Given problem:
Write out exactly, please, the lines from the one containing "Expected: for every instance of the reflective stripe on trouser" to the end of the material.

Items:
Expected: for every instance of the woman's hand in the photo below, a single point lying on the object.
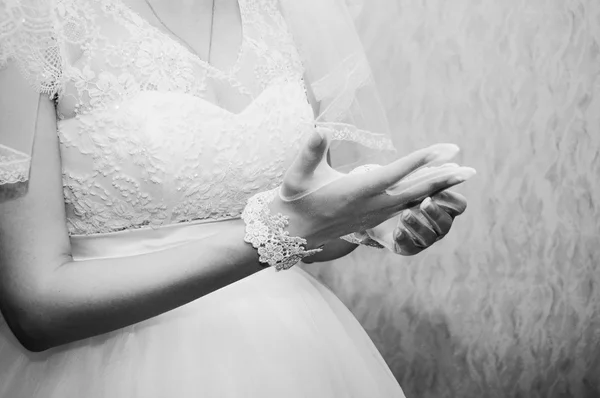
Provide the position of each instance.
(323, 204)
(422, 226)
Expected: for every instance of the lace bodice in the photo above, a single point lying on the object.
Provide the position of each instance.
(141, 142)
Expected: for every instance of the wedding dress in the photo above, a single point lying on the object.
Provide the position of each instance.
(150, 162)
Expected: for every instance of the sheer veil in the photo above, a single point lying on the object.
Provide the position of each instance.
(347, 47)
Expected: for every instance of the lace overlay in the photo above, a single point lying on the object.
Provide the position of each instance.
(151, 134)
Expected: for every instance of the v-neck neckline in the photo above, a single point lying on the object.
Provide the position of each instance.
(189, 51)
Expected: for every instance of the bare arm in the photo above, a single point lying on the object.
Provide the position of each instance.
(48, 299)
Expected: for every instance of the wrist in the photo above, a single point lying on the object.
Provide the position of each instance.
(266, 230)
(297, 224)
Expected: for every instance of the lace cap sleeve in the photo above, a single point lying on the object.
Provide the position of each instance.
(27, 38)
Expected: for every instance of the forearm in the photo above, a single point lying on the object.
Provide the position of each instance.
(86, 298)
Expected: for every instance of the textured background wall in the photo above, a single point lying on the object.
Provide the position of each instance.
(508, 305)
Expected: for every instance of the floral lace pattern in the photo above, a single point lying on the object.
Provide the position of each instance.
(142, 141)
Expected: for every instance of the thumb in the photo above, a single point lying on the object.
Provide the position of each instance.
(312, 153)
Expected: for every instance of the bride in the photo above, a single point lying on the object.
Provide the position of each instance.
(146, 147)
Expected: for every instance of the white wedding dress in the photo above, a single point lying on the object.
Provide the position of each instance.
(149, 162)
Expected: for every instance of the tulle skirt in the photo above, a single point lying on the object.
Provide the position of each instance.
(274, 334)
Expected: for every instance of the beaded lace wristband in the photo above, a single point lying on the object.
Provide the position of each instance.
(365, 241)
(362, 238)
(265, 232)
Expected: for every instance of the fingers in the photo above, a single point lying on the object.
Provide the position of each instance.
(384, 177)
(412, 192)
(418, 229)
(451, 202)
(405, 244)
(312, 153)
(438, 218)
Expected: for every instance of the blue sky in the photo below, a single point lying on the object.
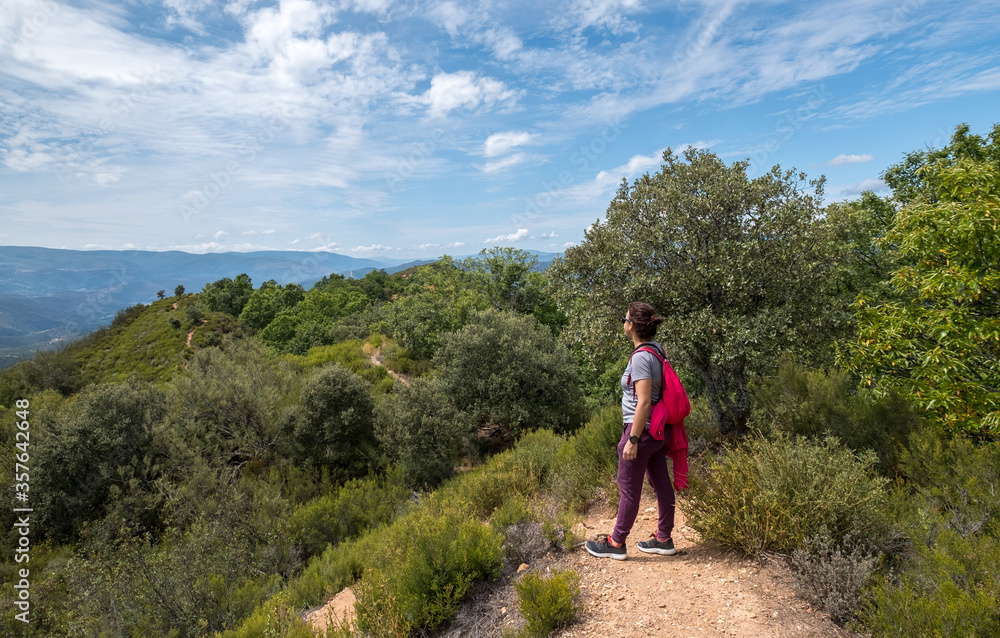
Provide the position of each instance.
(376, 128)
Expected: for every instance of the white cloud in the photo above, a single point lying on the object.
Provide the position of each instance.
(850, 159)
(450, 91)
(500, 143)
(522, 234)
(506, 162)
(867, 185)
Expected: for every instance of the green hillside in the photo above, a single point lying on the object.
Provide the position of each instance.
(217, 463)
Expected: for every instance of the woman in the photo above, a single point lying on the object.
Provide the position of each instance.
(639, 454)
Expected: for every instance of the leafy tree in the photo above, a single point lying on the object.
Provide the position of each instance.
(738, 266)
(103, 448)
(231, 409)
(510, 280)
(268, 300)
(509, 373)
(441, 298)
(939, 341)
(422, 431)
(228, 295)
(334, 428)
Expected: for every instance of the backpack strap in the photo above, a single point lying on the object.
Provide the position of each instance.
(651, 348)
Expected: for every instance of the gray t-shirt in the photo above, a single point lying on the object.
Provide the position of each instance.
(643, 366)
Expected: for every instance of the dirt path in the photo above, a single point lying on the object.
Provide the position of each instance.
(700, 591)
(377, 360)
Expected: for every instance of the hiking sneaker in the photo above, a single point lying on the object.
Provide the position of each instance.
(653, 546)
(604, 549)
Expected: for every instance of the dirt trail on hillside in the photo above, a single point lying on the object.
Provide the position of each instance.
(700, 591)
(377, 360)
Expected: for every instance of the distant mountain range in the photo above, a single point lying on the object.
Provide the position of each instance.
(49, 296)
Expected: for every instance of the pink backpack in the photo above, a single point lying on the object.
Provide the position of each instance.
(673, 406)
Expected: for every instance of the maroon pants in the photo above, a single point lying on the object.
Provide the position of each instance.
(650, 461)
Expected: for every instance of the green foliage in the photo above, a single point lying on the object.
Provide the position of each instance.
(509, 279)
(356, 507)
(957, 478)
(426, 572)
(951, 589)
(227, 295)
(818, 403)
(739, 267)
(421, 431)
(938, 341)
(233, 408)
(589, 460)
(834, 575)
(548, 604)
(100, 450)
(510, 375)
(335, 427)
(186, 584)
(440, 299)
(268, 300)
(771, 495)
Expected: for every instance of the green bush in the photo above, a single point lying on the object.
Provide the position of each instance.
(819, 403)
(421, 431)
(354, 509)
(335, 427)
(548, 604)
(100, 449)
(589, 460)
(956, 477)
(772, 495)
(834, 575)
(951, 589)
(509, 373)
(426, 572)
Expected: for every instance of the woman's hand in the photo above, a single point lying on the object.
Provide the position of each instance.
(631, 451)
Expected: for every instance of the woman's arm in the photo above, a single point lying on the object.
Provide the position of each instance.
(644, 397)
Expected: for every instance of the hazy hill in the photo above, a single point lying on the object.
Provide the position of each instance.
(48, 296)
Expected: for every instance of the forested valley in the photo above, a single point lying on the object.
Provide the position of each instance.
(214, 463)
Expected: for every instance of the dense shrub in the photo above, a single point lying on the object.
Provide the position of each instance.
(548, 604)
(334, 428)
(951, 589)
(351, 510)
(508, 372)
(421, 431)
(100, 450)
(233, 408)
(819, 403)
(771, 495)
(957, 478)
(425, 573)
(589, 460)
(834, 575)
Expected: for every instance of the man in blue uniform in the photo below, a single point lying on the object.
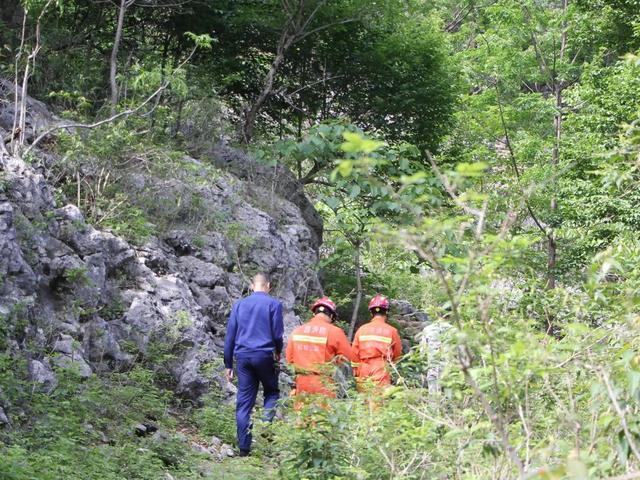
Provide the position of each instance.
(254, 338)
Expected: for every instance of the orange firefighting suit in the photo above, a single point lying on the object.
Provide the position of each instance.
(313, 348)
(375, 345)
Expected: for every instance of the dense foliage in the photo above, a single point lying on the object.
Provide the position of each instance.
(478, 158)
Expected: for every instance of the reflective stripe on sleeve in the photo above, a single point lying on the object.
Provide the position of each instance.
(375, 338)
(309, 339)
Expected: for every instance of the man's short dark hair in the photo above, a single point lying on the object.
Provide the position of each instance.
(261, 278)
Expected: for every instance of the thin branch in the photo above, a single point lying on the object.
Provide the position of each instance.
(621, 415)
(112, 118)
(514, 162)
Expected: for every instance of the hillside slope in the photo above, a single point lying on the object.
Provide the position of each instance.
(74, 294)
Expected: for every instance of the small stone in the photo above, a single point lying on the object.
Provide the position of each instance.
(227, 450)
(215, 442)
(4, 420)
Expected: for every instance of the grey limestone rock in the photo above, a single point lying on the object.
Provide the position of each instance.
(101, 300)
(40, 372)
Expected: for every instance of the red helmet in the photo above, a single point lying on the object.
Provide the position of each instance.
(379, 303)
(326, 303)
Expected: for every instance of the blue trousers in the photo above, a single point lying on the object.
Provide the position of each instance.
(253, 371)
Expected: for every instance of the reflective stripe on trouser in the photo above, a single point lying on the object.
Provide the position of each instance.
(373, 370)
(253, 371)
(320, 384)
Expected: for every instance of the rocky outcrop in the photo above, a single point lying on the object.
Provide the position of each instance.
(83, 298)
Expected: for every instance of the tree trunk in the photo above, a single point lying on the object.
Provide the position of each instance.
(356, 305)
(113, 67)
(251, 113)
(558, 87)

Solved problem:
Expected: for every instance of the reflective stripe on trouser in the photo above, a single point lying on the object.
Provide the position of each instance.
(373, 370)
(253, 371)
(320, 384)
Expected: for every instance of the rocky outcrop in the photo above, a single point lying on the object.
Provide the position of each instance.
(83, 298)
Expected: for every instance of the tree trunk in the photo above, a single point lying on the object.
Provide the position of each instance.
(356, 305)
(113, 67)
(251, 113)
(558, 87)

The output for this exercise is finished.